**Given task:** Please rename "query" to "prompt" everywhere in the items below and leave everything else unchanged.

**Listed entries:**
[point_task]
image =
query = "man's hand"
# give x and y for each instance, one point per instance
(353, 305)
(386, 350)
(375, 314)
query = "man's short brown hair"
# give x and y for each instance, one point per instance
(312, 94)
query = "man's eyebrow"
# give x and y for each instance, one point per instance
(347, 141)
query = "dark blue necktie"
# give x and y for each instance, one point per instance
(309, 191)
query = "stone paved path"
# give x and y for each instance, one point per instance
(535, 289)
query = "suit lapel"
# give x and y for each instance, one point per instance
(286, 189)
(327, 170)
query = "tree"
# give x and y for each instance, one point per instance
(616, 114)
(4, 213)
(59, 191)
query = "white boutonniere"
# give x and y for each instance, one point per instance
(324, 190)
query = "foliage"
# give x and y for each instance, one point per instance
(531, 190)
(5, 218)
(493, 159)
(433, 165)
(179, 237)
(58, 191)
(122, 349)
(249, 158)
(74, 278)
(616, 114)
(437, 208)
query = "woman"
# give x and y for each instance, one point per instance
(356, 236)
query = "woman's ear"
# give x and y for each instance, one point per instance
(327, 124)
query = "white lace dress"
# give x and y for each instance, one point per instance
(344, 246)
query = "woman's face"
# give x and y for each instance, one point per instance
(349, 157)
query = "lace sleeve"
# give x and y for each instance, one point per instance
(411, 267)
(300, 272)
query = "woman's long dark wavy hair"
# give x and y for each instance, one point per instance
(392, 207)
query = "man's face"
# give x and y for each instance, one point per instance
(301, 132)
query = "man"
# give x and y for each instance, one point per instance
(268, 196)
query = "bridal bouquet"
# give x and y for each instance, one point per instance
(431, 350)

**Complete output:**
[point_task]
image =
prompt = "man's hand"
# give x and y for each instance, one point per instance
(353, 305)
(386, 350)
(375, 314)
prompt = "man's short brown hair"
# give x and y for each instance, one point per instance
(312, 94)
prompt = "man's eyebrow"
# give x and y for each instance, one point per instance
(347, 141)
prompt = "dark blue necktie"
# give x and y for each instance, one point per instance
(309, 191)
prompt = "stone paved path"
# give x and y for each instance, one point per instance
(535, 289)
prompt = "suit lapel"
# give x and y for each instance, one point per instance
(286, 189)
(327, 170)
prompt = "tree"
# give x and y for each instance, one point per instance
(616, 114)
(4, 213)
(59, 191)
prompt = "white boutonniere"
# give x and y for each instance, one point per instance
(324, 190)
prompt = "foliage"
# give x and y for each instance, one point per instance
(531, 190)
(5, 218)
(493, 159)
(433, 165)
(179, 237)
(58, 191)
(122, 349)
(249, 158)
(74, 278)
(616, 114)
(437, 208)
prompt = "woman"
# give x and y for each instance, one point per instance
(356, 236)
prompt = "woman's ear"
# give x and y for each instance, one point per instance
(327, 124)
prompt = "white lace dress"
# give x and y for each instance, one point per instance
(344, 246)
prompt = "woman's face"
# give x and y for each instance, one point per instance
(349, 157)
prompt = "lace sleeve"
# give x and y for each instance, one point per instance
(411, 267)
(300, 272)
prompt = "woman's long dark wavy hair"
# give x and y for each instance, one point per instance
(392, 207)
prompt = "man's face"
# give x and y for each instance, one point per instance
(301, 132)
prompt = "man"
# give x and y for each instance, one point per instance
(268, 196)
prompt = "bridal bouquet"
# give x and y for each instance, one point per instance
(431, 350)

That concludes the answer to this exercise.